### Excerpt

------------------------------------

This week, Assembly Member Michaelle Solages introduced A8742 to ban hymen examinations to determine if a woman is a virgin. State Senator Roxanne Persaud also introduced S06879 as a companion bill. A number of lawmakers support the legislation.

In their memorandum, the Assembly Member Solages and Sen. Persaud noted that virginity examinations are common and widespread in the United States. To ascertain if a girl or a woman is a virgin, a doctor will insert two fingers or a speculum into the vagina to look for the hymen or to measure the elasticity of the vaginal walls.

A violation of girls and women’s human rights

“These examinations are not only a violation of women’s and girls’ human rights, but in cases of rape can cause additional pain and mimic the original act of sexual violence, leading to re-experience, re-traumatization and re-victimization,” according to the lawmakers in their memorandum.

In addition, the lawmakers stated, “Many women suffer from adverse short and long-term physical, psychological and social consequences of this practice. This includes anxiety, depression and post-traumatic stress.”

Furthermore, they noted some girls or women, in extreme cases, will try to commit suicide in the name of honor.

------------------------------------

[Stored data entries]
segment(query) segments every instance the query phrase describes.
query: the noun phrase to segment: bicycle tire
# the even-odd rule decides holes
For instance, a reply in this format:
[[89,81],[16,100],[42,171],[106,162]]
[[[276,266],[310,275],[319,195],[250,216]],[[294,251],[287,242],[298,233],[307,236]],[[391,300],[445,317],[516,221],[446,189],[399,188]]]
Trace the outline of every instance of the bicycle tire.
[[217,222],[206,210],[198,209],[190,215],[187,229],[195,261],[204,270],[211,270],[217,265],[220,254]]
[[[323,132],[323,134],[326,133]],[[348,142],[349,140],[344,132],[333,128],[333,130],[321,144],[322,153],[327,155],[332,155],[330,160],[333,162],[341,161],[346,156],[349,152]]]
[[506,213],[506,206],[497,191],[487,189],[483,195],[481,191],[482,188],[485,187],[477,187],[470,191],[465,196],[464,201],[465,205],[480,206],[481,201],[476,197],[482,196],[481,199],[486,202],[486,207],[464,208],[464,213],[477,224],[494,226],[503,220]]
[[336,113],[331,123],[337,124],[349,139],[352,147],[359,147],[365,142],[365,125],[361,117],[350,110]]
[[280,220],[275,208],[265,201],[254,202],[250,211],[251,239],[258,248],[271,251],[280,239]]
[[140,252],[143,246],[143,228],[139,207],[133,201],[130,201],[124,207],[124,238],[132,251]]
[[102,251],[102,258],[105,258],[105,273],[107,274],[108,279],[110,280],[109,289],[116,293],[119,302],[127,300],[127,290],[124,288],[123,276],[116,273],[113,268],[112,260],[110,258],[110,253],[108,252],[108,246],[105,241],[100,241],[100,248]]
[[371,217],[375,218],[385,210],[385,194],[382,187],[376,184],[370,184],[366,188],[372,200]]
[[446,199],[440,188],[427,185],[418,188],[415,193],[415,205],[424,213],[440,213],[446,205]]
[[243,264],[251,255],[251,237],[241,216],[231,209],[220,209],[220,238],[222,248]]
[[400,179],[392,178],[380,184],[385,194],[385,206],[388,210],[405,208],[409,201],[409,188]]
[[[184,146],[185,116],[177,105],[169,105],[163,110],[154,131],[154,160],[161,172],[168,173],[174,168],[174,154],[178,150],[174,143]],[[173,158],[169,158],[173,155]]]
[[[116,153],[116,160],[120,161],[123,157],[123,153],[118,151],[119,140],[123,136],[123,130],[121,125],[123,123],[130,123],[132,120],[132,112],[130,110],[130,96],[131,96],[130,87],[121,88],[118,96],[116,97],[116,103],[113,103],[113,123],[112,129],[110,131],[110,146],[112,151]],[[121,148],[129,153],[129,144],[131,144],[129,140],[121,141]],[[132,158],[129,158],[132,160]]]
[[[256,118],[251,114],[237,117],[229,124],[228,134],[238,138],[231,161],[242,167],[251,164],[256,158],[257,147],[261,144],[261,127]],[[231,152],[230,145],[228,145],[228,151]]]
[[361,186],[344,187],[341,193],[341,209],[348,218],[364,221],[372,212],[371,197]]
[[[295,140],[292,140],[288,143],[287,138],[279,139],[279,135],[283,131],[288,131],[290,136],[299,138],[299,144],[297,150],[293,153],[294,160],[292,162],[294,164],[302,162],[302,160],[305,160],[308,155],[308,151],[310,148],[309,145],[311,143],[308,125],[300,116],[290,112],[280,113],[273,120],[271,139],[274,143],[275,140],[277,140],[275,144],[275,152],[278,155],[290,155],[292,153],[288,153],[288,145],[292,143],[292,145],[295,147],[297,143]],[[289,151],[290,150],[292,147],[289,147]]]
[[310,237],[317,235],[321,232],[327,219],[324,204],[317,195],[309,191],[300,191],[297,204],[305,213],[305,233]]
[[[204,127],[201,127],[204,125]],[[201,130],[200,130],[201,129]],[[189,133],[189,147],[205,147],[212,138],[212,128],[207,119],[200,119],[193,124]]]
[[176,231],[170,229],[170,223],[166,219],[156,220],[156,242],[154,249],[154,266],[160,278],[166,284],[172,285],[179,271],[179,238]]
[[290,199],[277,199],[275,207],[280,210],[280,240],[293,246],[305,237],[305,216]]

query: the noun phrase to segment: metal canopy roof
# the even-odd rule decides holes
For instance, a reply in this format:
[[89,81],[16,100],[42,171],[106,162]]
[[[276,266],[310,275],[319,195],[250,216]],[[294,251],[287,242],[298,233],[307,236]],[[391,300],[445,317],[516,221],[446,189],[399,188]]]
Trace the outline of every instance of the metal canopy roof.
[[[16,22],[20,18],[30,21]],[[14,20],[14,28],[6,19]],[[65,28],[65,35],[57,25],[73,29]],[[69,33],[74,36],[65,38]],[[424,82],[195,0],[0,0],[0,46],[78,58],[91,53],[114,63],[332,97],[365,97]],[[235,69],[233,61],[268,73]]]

------------------------------------

### Tasks
a) From the excerpt on the hymen-examination bill, list the conditions the lawmakers name as included among the consequences of the practice.
b) Echo the stretch of the excerpt on the hymen-examination bill from "A violation of girls" through "name of honor.".
c) Answer these questions about the excerpt on the hymen-examination bill:
(i) What is the number of the bill Assembly Member Michaelle Solages introduced?
(ii) What does a doctor insert into the vagina during such an examination?
(iii) In extreme cases, what will some girls or women try to do?
These entries have no connection to the excerpt on the hymen-examination bill.

### Solutions in order
a)
Anxiety
Depression
Post-traumatic stress

b)
A violation of girls and women’s human rights

“These examinations are not only a violation of women’s and girls’ human rights, but in cases of rape can cause additional pain and mimic the original act of sexual violence, leading to re-experience, re-traumatization and re-victimization,” according to the lawmakers in their memorandum.

In addition, the lawmakers stated, “Many women suffer from adverse short and long-term physical, psychological and social consequences of this practice. This includes anxiety, depression and post-traumatic stress.”

Furthermore, they noted some girls or women, in extreme cases, will try to commit suicide in the name of honor.

c)
(i) A8742
(ii) Two fingers or a speculum
(iii) Commit suicide in the name of honor